Return the full set of entries below exactly, leaving every image out.

+++ Supplied material

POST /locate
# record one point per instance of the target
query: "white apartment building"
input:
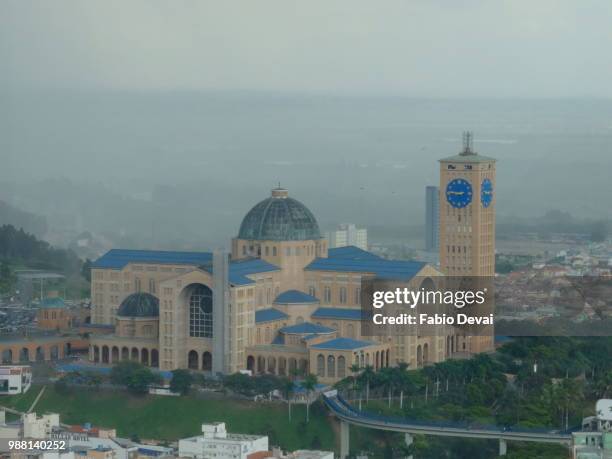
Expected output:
(216, 443)
(39, 428)
(15, 379)
(348, 234)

++++++

Exercise answer:
POST /locate
# record one point per instance of the target
query: "white apartment building"
input:
Expected output:
(216, 443)
(39, 428)
(15, 379)
(348, 234)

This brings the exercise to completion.